*** Opening RECORDS ***
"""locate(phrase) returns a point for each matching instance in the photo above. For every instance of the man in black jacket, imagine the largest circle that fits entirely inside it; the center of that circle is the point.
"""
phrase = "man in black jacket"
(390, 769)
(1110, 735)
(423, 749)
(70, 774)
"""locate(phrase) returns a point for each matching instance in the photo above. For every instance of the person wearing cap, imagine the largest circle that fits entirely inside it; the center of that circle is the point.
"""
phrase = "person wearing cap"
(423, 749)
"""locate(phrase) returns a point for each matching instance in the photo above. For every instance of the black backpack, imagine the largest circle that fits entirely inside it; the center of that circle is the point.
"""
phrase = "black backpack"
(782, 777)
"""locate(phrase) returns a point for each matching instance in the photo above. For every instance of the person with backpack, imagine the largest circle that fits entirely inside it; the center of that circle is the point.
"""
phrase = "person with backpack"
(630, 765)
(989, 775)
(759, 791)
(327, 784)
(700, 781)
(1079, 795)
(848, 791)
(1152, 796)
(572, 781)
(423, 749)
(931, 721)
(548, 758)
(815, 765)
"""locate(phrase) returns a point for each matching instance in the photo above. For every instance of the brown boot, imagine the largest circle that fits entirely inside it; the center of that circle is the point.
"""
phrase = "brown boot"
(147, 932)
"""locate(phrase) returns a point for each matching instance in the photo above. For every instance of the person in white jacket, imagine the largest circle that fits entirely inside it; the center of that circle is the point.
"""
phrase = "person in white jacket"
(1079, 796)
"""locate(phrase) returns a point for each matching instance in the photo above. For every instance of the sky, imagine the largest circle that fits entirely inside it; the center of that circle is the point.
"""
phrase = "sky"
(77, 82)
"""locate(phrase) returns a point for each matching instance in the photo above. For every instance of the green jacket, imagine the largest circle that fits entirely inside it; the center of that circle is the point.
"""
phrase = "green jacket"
*** Closing RECORDS ***
◆ **REQUIRED WORK**:
Filter the records for the string "green" and copy every line that holds it.

◆ **ANSWER BELOW**:
"""locate(phrase) returns a point for each matching instance in the photo above. For every instance of the green jacket, imagine the largest circle that fits entirely inside it; the center of that circle is the point.
phrase = "green jacket"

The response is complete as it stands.